== Data provided ==

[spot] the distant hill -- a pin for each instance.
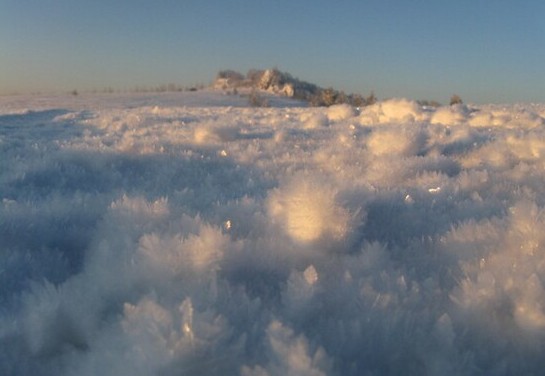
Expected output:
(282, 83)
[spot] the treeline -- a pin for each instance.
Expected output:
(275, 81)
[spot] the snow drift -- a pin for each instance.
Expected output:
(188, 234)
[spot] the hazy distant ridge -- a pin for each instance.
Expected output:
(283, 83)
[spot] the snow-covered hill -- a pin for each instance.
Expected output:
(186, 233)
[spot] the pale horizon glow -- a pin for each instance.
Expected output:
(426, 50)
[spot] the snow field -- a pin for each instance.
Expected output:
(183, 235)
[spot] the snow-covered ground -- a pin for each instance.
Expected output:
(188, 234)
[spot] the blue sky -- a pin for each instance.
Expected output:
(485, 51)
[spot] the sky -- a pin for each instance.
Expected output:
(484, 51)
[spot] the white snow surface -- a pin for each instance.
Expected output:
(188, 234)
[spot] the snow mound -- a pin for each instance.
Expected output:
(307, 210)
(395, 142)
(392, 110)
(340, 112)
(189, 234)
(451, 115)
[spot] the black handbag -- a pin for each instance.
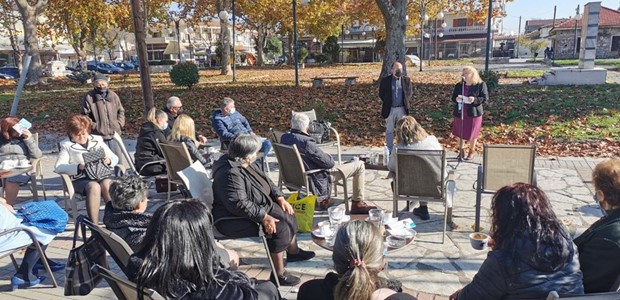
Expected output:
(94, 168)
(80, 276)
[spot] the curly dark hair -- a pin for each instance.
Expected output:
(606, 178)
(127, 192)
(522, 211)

===

Please recast the material above as a JSON list of strings, with one string for each line and blank lines left out. Leave the pictures out of the list.

[
  "[spot] the distant hill -- a pin for each instance.",
  "Expected output:",
  "(282, 83)",
  "[spot] the treeline -- a pin for each instance.",
  "Expected output:",
  "(275, 81)",
  "[spot] the snow drift -- a pin for each instance.",
  "Expected output:",
  "(188, 234)",
  "[spot] the hazy distant ridge -- a pin for each instance.",
  "Expected output:",
  "(283, 83)",
  "[spot] the snow-covered hill -- a pin for each instance.",
  "Expected output:",
  "(186, 233)",
  "[spot] the pale horizon glow -- a pin for each instance.",
  "Expected output:",
  "(426, 50)",
  "[spot] the snow field -- a pin for each instance.",
  "Expected output:",
  "(183, 235)",
  "[spot] the snow-covered ground -- a pin for each instance.",
  "Expected output:",
  "(188, 234)",
  "[spot] the blue sky -- a pin for each instance.",
  "Expected output:",
  "(485, 51)",
  "[spot] the sky -- a pin for each instance.",
  "Expected output:",
  "(484, 51)",
  "[spot] the white snow surface -- a pin for each instance.",
  "Expected output:",
  "(188, 234)",
  "[spot] the snow mound -- a pin for each instance.",
  "Expected output:",
  "(307, 210)",
  "(395, 142)",
  "(392, 110)",
  "(340, 112)",
  "(189, 234)",
  "(451, 115)",
  "[spot] the black handbag -- a pin for each instance.",
  "Expected output:",
  "(94, 168)",
  "(80, 276)",
  "[spot] the curly dark hair -- a pin for each instance.",
  "Expected output:",
  "(606, 178)",
  "(127, 192)",
  "(522, 211)"
]